Natural language region descriptions:
------------------------------
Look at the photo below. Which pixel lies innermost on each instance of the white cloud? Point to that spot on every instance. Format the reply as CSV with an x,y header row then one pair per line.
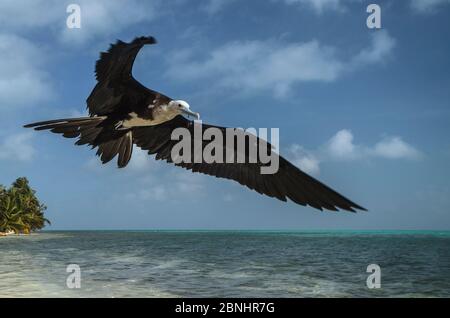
x,y
381,46
140,159
304,159
214,6
395,148
98,18
17,147
318,5
272,65
341,147
426,6
23,82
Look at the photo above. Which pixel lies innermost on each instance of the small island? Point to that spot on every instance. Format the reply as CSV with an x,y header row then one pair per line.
x,y
20,210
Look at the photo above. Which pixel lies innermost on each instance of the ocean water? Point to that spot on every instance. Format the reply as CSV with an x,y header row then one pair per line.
x,y
225,264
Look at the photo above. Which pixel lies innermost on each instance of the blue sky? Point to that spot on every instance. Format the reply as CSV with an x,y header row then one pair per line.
x,y
365,111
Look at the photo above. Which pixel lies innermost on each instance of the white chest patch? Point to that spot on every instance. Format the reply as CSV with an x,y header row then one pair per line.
x,y
160,115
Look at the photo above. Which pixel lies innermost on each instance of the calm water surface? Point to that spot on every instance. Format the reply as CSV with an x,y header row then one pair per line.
x,y
225,264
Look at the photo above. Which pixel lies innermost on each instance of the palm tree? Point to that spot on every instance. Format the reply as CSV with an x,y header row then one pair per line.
x,y
20,209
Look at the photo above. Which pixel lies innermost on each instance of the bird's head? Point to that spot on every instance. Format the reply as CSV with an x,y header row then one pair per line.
x,y
182,107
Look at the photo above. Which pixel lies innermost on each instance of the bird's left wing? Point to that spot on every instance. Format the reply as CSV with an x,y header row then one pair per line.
x,y
116,85
288,182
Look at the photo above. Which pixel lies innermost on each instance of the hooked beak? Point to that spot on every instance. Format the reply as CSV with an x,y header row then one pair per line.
x,y
190,113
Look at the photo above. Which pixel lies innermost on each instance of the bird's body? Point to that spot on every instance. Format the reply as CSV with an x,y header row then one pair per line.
x,y
123,112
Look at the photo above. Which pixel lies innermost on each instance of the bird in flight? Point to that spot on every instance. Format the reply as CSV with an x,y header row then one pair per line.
x,y
123,112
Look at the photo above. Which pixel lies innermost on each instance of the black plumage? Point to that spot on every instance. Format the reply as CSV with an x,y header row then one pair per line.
x,y
117,94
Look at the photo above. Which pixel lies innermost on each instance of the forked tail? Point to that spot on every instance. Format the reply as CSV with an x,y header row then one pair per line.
x,y
95,132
------------------------------
• WHAT YOU HAVE TO DO:
In the copy, each entry above must match exactly, and no picture may be carried over.

• REPLY:
Look at the photo below. Which pixel lies innermost on each instance of the white cloud? Point to that spot on every instance. Format the reply as CSV with an x,y header row then one pair per line.
x,y
381,46
140,159
304,159
214,6
395,148
98,18
17,147
318,5
272,65
341,147
426,6
23,82
Look at the photo above. Which pixel lies innermost on each instance of the small island? Point to that spot on every instance. Format the reply as CSV with an x,y header row then one pair per line.
x,y
20,210
Look at the photo above. Which pixel lies innermost on each instance of the ocean water? Point to that spot on every instance. Format the reply as CSV with an x,y header row then one pair per line.
x,y
225,264
Look at the photo above. Which pixel lies innermost on each instance of the blue sky? Point to that spot on every instance. Format the reply as CSV with an x,y header row then one pair per line.
x,y
365,111
Look at the photo above. Which pixel lies innermost on each instance of the white chest patch? Point to that spot on every instance. Format the reply as CSV with an x,y header row then one pair per line.
x,y
160,115
Look at the photo above. Which pixel lies innermost on each instance of the calm water surface? Point to that spot on every instance. Format the reply as CSV with an x,y header row then one pair per line.
x,y
225,264
Look at the photo above. Which pixel lies innermost on each instance of the palm tree? Point to that spot on every instance. Format the reply as CSV with an x,y header row then one pair per line.
x,y
20,209
Look at the photo above. Which pixel lies innermost on each instance of the bird's head? Point to that spot on every instance. Format the reply as CSV with an x,y header row then one pair per line.
x,y
182,107
Look at the photo above. Which pixel lies innermost on each instance of the bird's left wing? Point to that spot on every instance. Format the reply as CSV with an x,y header row then one pair per line.
x,y
116,85
288,182
Look at the photo above. Which pixel lies innermost on each instance of the hooked beak? Point to that spot on every instance. Format the reply as CSV with an x,y header row then one pair per line.
x,y
190,113
Look at the photo above. Which pixel lies innermost on each instance of the bird's body? Point to that spot on every instance. Format the reply as CSV with an x,y header row then one pair per line.
x,y
123,112
Look at the photo above. Which pixel lies innermost on each instance of the bird in flight? Point to that spot on every instance. Format the reply as CSV with an x,y header row then one pair per line.
x,y
123,112
Look at the photo above. Which pixel lies innermost on each instance of the black plumage? Point to that spot on every instance. Format the reply as CSV with an x,y header row then one pair per line.
x,y
117,94
Look at the photo above. Which pixel lies innermost on each instance of the forked tail? Point to that spot on every instance. Format the reply as CSV with an x,y header row then one pair per line.
x,y
95,132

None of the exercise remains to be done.